Sometimes the TRUTH is damn ugly and I wonder how many people would R if they REALLY KNEW what was in their WS's hearts. I read months of texts from my WW communicating with the OM. I was the ENEMY and the way she actively tried to deceive me was beyond heartless. You don't even treat strangers, strictly from a human decency standpoint let alone me being her HUSBAND, the way she continued to lie and betrayed me post DDay. All the while, smiling in my face and asking for R.


----------



## MattMatt

DarkHoly said:


> Is that the one where the wife noticed that the tea container was just a bit off, and she noticed just very small things that were different?
> 
> I found that intriguing. I was amazed that someone was able to pick up on such details.


My wife would pick up on something like that. 

Even if something is a centimetre or two off, she notices it!


----------



## MattMatt

just got it 55 said:


> View attachment 20874
> 
> 
> I bought it hook line and sinker
> 
> 55


I think perhaps Rosie lied to herself, then she lied to others. 

A whole lot of stuff going on, there.


----------



## sidney2718

Jellybeans said:


> I can never remember the poster's name but it was the one (eons ago) about the man' who's wife was in an emotional affair with the guy long-distance and he was going to pay for her to go visit the guy and use his car while he stayed home with the kids so she could "get it out of her system" and hopefully decide to stay with him. Nothing we said stuck with him and he was essentially the poster boy for what NOT do do when your spouse is having an affair.

**JOBS**
1) Translate this sentence from the forum thread into Spanish: "My wife would pick up on something like that."
2) Continue the forum thread about spouses' affairs from its last sentence.
The listing has no connection to the forum thread.

Collection entries
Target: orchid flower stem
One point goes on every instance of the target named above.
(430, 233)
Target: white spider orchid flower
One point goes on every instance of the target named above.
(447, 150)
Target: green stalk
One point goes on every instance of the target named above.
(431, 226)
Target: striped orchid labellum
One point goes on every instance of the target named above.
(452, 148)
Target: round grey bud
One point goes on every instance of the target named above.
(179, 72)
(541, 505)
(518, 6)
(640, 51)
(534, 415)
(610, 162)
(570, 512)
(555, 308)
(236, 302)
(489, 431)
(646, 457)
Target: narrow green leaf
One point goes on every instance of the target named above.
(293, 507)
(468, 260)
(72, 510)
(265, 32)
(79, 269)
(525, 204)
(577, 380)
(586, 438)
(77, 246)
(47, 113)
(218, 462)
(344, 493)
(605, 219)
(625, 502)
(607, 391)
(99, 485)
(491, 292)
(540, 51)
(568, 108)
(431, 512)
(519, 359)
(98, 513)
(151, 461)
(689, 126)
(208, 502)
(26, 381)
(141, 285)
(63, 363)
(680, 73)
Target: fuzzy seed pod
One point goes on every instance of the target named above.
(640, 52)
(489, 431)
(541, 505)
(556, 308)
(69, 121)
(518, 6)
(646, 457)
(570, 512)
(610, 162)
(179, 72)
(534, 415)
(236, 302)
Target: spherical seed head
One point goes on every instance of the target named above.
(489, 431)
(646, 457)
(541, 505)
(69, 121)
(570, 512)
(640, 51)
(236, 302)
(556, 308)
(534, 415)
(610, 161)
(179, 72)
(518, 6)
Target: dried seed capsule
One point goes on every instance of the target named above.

**WRITTEN ANSWERS**
1) Mi esposa notaría algo así.

2)
I believe that was Skyhawk. I don't know the final resolution but IIUC his wife went to see the other guy, spent a week or so with him, and came back totally repentant. Last I heard (PM) they were reconciling.

There are two lessons to be learned here. One is that piling up on the OP because he doesn't seem to understand the situation sometimes drives the OP away. The other is that sometimes the OP understands his wife better than we do, because we are working with categories and he's working with the real person.


----------



## weightlifter

sidney2718 said:


> I believe that was Skyhawk. I don't know the final resolution but IIUC his wife went to see the other guy, spent a week or so with him, and came back totally repentant. Last I heard (PM) they were reconciling.
> 
> There are two lessons to be learned here. One is that piling up on the OP because he doesn't seem to understand the situation sometimes drives the OP away. The other is that sometimes the OP understands his wife better than we do, because we are working with categories and he's working with the real person.


Sorry, sending your spouse away to consumate an ea into a PA is ridiculous. I will agree however, that sometimes the piling on is well beyond excessive.

We had several of those. One guy with name oklahoma or something... Another more recent some guys wife supposedly only got to heavy petting... That may have been skyhawk. I dont believe it stopped at heavy petting. Come to think of it i think it was skyhawk... Of course they fvcked... Sad.


----------



## weightlifter

Inalways wonder how Logan3 is doing. He got piled on by a few and left. Hope he is doing ok.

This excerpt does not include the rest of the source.